待完成任务 -
A – 请把下面关于 Go 测试的节选从“可以用 go test”开始，一直到“and then strconv.Itoa.”为止，一字不差地重抄一遍。
B – 根据下面关于 Go 测试的节选，回答以下问题：
(i) 运行示例函数可以使用哪条命令？
(ii) 节选中说 go 里有几种方式可以把整数转为字符串？
(iii) 调用 b.ResetTimer() 的目的是什么？

可以用 go test -v -run="ExampleSendJSON"
运行这个示例函数。支持正则和单元测试
基准测试(benchmark test)¶
测试代码性能,不同代码方案的性能。可以识别某段代码的 cpu/mem 效率 比如 go 里边有三种方式将一个整数转为字符串。来测试下哪种最快:
// Sample benchmarks to test which function is better for converting
// an integer into a string. First using the fmt.Sprintf function,
// then the strconv.FormatInt function and then strconv.Itoa.
package listing05_test
import (
"fmt"
"strconv"
"testing"
)
// BenchmarkSprintf provides performance numbers for the
// fmt.Sprintf function.
func BenchmarkSprintf(b *testing.B) { // benchmark 同样用 _test.go 结尾, testing.B 参数表示Benchmark
number := 10
b.ResetTimer() //重置计时器,保证测试代码执行之前的初始化代码,不会干扰计时器的结果
for i := 0; i < b.N; i++ { // 必须把要基准测试的代码都放到循环里,要使用 b.N
fmt.Sprintf("%d", number)

所给数据 -
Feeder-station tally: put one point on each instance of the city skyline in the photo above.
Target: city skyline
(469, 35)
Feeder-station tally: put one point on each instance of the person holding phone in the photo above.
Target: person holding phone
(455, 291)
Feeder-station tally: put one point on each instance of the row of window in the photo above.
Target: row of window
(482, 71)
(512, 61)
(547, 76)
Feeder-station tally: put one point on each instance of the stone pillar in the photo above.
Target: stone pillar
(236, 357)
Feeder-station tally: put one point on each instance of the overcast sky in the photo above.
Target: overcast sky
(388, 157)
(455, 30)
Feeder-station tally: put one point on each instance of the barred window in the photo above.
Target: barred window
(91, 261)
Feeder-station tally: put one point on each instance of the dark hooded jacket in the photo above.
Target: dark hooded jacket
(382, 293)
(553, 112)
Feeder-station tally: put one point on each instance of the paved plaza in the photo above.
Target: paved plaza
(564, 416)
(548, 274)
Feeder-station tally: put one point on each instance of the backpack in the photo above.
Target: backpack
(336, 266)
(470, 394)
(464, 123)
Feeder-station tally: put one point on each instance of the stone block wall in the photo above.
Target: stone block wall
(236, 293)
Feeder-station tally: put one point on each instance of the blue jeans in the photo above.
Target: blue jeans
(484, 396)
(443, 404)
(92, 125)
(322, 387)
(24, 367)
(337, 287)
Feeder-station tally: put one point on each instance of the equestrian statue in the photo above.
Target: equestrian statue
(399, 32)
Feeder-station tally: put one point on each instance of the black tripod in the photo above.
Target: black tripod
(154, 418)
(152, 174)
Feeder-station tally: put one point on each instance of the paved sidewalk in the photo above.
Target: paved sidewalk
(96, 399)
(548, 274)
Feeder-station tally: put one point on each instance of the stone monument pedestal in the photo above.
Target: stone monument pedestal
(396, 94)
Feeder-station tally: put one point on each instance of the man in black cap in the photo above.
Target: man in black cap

各题答案 -
A –
可以用 go test -v -run="ExampleSendJSON"
运行这个示例函数。支持正则和单元测试
基准测试(benchmark test)¶
测试代码性能,不同代码方案的性能。可以识别某段代码的 cpu/mem 效率 比如 go 里边有三种方式将一个整数转为字符串。来测试下哪种最快:
// Sample benchmarks to test which function is better for converting
// an integer into a string. First using the fmt.Sprintf function,
// then the strconv.FormatInt function and then strconv.Itoa.

B –
(i) 可以使用 go test -v -run="ExampleSendJSON" 运行。
(ii) 有三种方式。
(iii) 目的是重置计时器，保证测试代码执行之前的初始化代码不会干扰计时器的结果。